[Quoted passage]

BEGIN

If you ever heard about William Shatner punching Jesus, you’d probably think Captain Kirk just really hated The Sound of Freedom and decided to take it out on Jim Caveziel. But believe it or not, we came this close to seeing Kirk fighting Jesus at the end of the first Star Trek movie, which likely would have been a disastrous thing for this Paramount franchise.
And thanks to this Twitter user reposting an interview with writer Michael Jan Friedman, we know a bit more about what this cinematic showdown would have looked like.
The script in question here is actually the original script Gene Roddenberry wrote for the first Star Trek film, and it was called (somewhat appropriately, as you will see) The God Thing.
Captain Kirk and the rest of the crew of the Enterprise must mount up yet again in the script after an alien creature claiming to be God destroys a starship. When William Shatner faces the creature down, he discovers it can take many forms, including Jesus, and the alien claims to be responsible for creating various religions on planets all across the galaxy.
The original script Gene Roddenberry wrote for the first Star Trek film was called The God Thing.
And while we never got to see William Shatner punching Jesus out onscreen, fans who were interested in Roddenberry’s bonkers script came very close to getting a novelization. Once Roddenberry died, Michael Jan Friedman was hired to turn Roddenberry’s script and notes for the movie into a cohesive novel.

END

(Annotated photo localization data)
BEGIN

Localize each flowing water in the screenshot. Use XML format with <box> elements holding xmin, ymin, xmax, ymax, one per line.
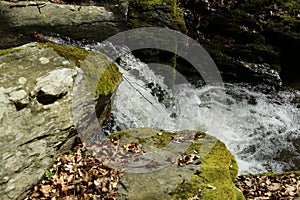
<box><xmin>36</xmin><ymin>36</ymin><xmax>300</xmax><ymax>174</ymax></box>
<box><xmin>101</xmin><ymin>48</ymin><xmax>300</xmax><ymax>173</ymax></box>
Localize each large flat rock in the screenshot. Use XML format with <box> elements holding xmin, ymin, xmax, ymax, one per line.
<box><xmin>0</xmin><ymin>43</ymin><xmax>121</xmax><ymax>199</ymax></box>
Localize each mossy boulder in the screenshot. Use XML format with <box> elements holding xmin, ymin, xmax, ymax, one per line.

END

[Tasks to complete]
1. Do the following statements agree with the article about the original Star Trek film script? For each one, answer yes or no and quote the words of the article that decide it.
(a) Gene Roddenberry's original script for the first Star Trek film was called The God Thing.
(b) The alien creature in the script can take only one form.
(c) Michael Jan Friedman was hired to write the novel before Roddenberry died.
2. Pick up the article about Roddenberry's unmade Star Trek script and continue it from its last sentence.

[Answers for each item]
1.
(a) Yes: "The original script Gene Roddenberry wrote for the first Star Trek film was called The God Thing."
(b) No: "he discovers it can take many forms, including Jesus"
(c) No: "Once Roddenberry died, Michael Jan Friedman was hired to turn Roddenberry’s script and notes for the movie into a cohesive novel."

2.
However, the writer was shocked at everything from the poor characterization to the “disjointed” scenes (he’s the one being quoted in the tweet), and after he pointed these things out to publisher Pocket Books, the novelization was left unpublished.
However, if you know your Star Trek well enough, you might have realized some of these plot elements still made it into different films in the franchise. For example, the initial call to action (in which Kirk has to get the gang back together to investigate a dangerous alien blowing up ships that get too close to it) remains the same in both The God Thing and Star Trek: The Motion Picture.
And while William Shatner never fought Jesus onscreen, he did take on God in The Final Frontier, a movie that heavily borrowed Roddenberry’s concept of Kirk fighting an alien being that takes the form of different religious deities.
Ultimately, The God Thing remains one of the most tantalizing bits of Star Trek lore for many fans, and not just because the idea of William Shatner fighting Jesus sounds completely amazing. Indeed, part of the appeal of the weird script is the confirmation, once and for all, that being a creative genius doesn’t mean all your ideas are good.
Gene Roddenberry’s script was keen enough to understand Kirk’s inevitable midlife crisis, yet it somehow overlooked the chemistry that makes these characters so special. Now, even as some critics complain NuTrek is nothing like Roddenberry’s Trek, it’s time to admit that Trek is sometimes at its best when it least resembles the excesses of its creator.